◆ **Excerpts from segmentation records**
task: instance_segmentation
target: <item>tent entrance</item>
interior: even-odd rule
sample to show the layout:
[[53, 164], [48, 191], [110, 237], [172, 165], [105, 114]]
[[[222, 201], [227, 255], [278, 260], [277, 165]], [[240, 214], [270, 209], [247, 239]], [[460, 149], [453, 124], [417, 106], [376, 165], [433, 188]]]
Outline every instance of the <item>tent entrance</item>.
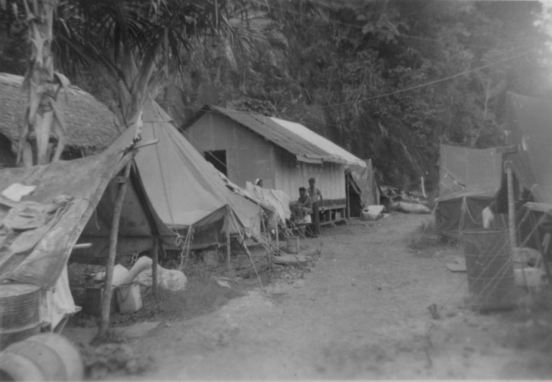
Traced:
[[226, 150], [215, 150], [205, 152], [205, 159], [215, 166], [215, 168], [228, 176], [226, 171]]

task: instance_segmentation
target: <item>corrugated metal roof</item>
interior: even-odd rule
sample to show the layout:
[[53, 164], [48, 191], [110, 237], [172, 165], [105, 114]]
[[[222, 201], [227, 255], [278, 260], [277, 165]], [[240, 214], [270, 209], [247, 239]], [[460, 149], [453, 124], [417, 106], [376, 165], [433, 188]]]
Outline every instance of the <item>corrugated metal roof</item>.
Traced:
[[[267, 141], [295, 154], [298, 161], [308, 163], [347, 163], [343, 157], [335, 152], [328, 152], [316, 143], [296, 134], [271, 117], [212, 105], [206, 105], [202, 108], [203, 112], [209, 110], [220, 112]], [[318, 135], [314, 132], [312, 132]]]
[[338, 146], [329, 139], [326, 139], [322, 135], [315, 133], [303, 125], [273, 117], [270, 117], [270, 119], [279, 125], [284, 126], [290, 132], [299, 135], [299, 137], [302, 137], [307, 141], [312, 142], [318, 147], [323, 148], [326, 152], [343, 159], [343, 160], [345, 161], [348, 165], [358, 165], [363, 168], [366, 168], [366, 163], [364, 161], [360, 158], [355, 157], [344, 148]]

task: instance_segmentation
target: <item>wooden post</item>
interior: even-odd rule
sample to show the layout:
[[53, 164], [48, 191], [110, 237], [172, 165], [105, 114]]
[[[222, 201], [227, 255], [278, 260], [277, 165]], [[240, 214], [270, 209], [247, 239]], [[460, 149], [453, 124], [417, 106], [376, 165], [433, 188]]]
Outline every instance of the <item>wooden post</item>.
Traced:
[[106, 282], [103, 290], [103, 299], [101, 301], [101, 317], [99, 325], [98, 337], [103, 337], [107, 334], [109, 326], [109, 316], [111, 313], [111, 299], [113, 296], [113, 268], [115, 265], [115, 255], [117, 254], [117, 242], [119, 237], [119, 223], [121, 220], [121, 212], [123, 210], [126, 188], [128, 185], [128, 175], [130, 173], [132, 161], [129, 161], [125, 167], [124, 175], [118, 180], [119, 189], [115, 196], [113, 206], [113, 216], [111, 219], [111, 233], [109, 237], [109, 254], [106, 263]]
[[152, 292], [153, 296], [157, 298], [159, 288], [159, 281], [157, 280], [157, 265], [159, 259], [159, 241], [161, 239], [154, 238], [153, 239], [153, 263], [151, 265], [151, 279], [152, 279]]
[[345, 174], [345, 200], [346, 201], [346, 209], [345, 210], [345, 219], [347, 221], [351, 219], [351, 198], [349, 197], [349, 179], [347, 174]]
[[424, 177], [421, 177], [422, 178], [422, 194], [424, 195], [424, 198], [427, 197], [426, 194], [426, 185], [424, 183]]
[[278, 217], [276, 216], [276, 214], [274, 214], [274, 226], [275, 227], [275, 229], [276, 232], [276, 250], [279, 252], [280, 246], [279, 243], [278, 242], [278, 236], [279, 236], [279, 233], [278, 232]]
[[515, 239], [515, 205], [513, 199], [513, 174], [511, 162], [506, 162], [506, 175], [508, 181], [508, 226], [510, 230], [510, 244], [512, 248], [518, 246]]
[[228, 229], [228, 225], [226, 226], [226, 268], [228, 270], [232, 267], [232, 264], [230, 262], [230, 254], [231, 251], [230, 250], [230, 232], [228, 232], [230, 230]]

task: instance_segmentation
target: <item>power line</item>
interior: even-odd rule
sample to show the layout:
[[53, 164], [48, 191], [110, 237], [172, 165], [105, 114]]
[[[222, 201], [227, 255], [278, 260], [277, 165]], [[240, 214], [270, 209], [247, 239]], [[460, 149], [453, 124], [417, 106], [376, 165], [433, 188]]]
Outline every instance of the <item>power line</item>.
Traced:
[[[406, 88], [404, 89], [400, 89], [399, 90], [395, 90], [395, 91], [393, 91], [393, 92], [389, 92], [384, 93], [384, 94], [377, 94], [377, 95], [370, 97], [367, 97], [367, 98], [362, 98], [362, 99], [357, 99], [355, 101], [346, 101], [346, 102], [342, 102], [342, 103], [333, 103], [333, 104], [331, 104], [331, 105], [326, 105], [324, 106], [317, 106], [317, 107], [313, 107], [313, 108], [302, 108], [302, 109], [288, 109], [288, 110], [287, 110], [286, 111], [286, 112], [308, 112], [308, 111], [310, 111], [310, 110], [328, 109], [328, 108], [335, 108], [335, 107], [338, 107], [338, 106], [344, 106], [344, 105], [353, 105], [353, 104], [355, 104], [355, 103], [360, 103], [360, 102], [366, 102], [366, 101], [373, 101], [374, 99], [377, 99], [379, 98], [383, 98], [383, 97], [386, 97], [395, 95], [395, 94], [397, 94], [404, 93], [404, 92], [406, 92], [415, 90], [416, 89], [420, 89], [422, 88], [425, 88], [426, 86], [430, 86], [431, 85], [435, 85], [435, 83], [438, 83], [440, 82], [444, 82], [444, 81], [448, 81], [448, 80], [451, 80], [451, 79], [455, 79], [455, 78], [457, 78], [457, 77], [464, 76], [466, 74], [469, 74], [470, 73], [473, 73], [473, 72], [477, 72], [478, 70], [482, 70], [483, 69], [486, 69], [487, 68], [490, 68], [490, 67], [494, 66], [495, 65], [499, 65], [500, 63], [503, 63], [504, 62], [506, 62], [506, 61], [511, 61], [511, 60], [518, 59], [518, 58], [523, 57], [523, 56], [526, 56], [526, 55], [529, 54], [529, 53], [531, 53], [531, 52], [533, 52], [533, 50], [534, 50], [534, 49], [531, 49], [531, 50], [528, 50], [527, 52], [525, 52], [524, 53], [521, 53], [520, 54], [516, 54], [515, 56], [512, 56], [511, 57], [508, 57], [508, 58], [502, 59], [502, 60], [498, 61], [492, 62], [491, 63], [488, 63], [488, 64], [484, 65], [482, 66], [479, 66], [477, 68], [474, 68], [473, 69], [470, 69], [469, 70], [464, 70], [464, 72], [461, 72], [460, 73], [457, 73], [457, 74], [453, 74], [451, 76], [448, 76], [448, 77], [444, 77], [444, 78], [442, 78], [442, 79], [436, 79], [436, 80], [434, 80], [434, 81], [428, 81], [428, 82], [421, 83], [420, 85], [411, 86], [409, 88]], [[196, 108], [195, 108], [184, 107], [184, 108], [188, 109], [188, 110], [196, 110]], [[230, 112], [230, 113], [235, 112], [237, 114], [239, 114], [239, 113], [241, 113], [243, 112], [236, 111], [236, 112]]]

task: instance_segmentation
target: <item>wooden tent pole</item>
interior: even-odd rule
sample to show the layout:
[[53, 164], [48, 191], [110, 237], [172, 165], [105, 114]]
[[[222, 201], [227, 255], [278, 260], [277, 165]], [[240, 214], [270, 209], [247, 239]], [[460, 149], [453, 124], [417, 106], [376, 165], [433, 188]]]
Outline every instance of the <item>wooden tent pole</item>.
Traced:
[[510, 244], [512, 248], [517, 247], [515, 239], [515, 206], [513, 200], [513, 174], [512, 174], [512, 163], [506, 162], [506, 176], [508, 181], [508, 226], [510, 230]]
[[106, 263], [106, 283], [103, 290], [103, 298], [101, 301], [101, 318], [99, 325], [98, 337], [103, 337], [107, 334], [109, 325], [109, 316], [111, 310], [111, 299], [113, 296], [112, 290], [113, 285], [113, 268], [115, 266], [115, 255], [117, 254], [117, 243], [119, 237], [119, 223], [121, 220], [121, 212], [123, 210], [126, 188], [128, 185], [128, 176], [130, 174], [130, 168], [132, 162], [129, 161], [125, 167], [124, 175], [121, 178], [116, 178], [119, 183], [119, 189], [115, 196], [113, 206], [113, 215], [111, 220], [111, 232], [109, 237], [109, 254]]
[[279, 251], [280, 246], [278, 242], [278, 237], [279, 236], [279, 233], [278, 232], [278, 217], [276, 216], [276, 214], [274, 214], [274, 226], [275, 227], [275, 232], [276, 232], [276, 250]]
[[349, 177], [345, 173], [345, 200], [346, 201], [347, 209], [345, 210], [345, 218], [347, 221], [351, 219], [351, 198], [349, 197]]
[[226, 227], [226, 268], [228, 269], [230, 268], [232, 266], [230, 263], [230, 254], [231, 252], [230, 250], [230, 232], [228, 232], [230, 230], [228, 229], [228, 226]]
[[159, 241], [161, 239], [154, 238], [153, 239], [153, 262], [151, 265], [151, 279], [152, 279], [152, 292], [153, 296], [157, 298], [157, 291], [159, 282], [157, 281], [157, 264], [159, 259]]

◆ **What to produce**
Gather each line from the rows above that contains the string "roof", and copy those lines out in full.

◆ **Reply**
target: <item>corrugated metal roof</item>
Outline every instance of the <item>corrugated metal roof</item>.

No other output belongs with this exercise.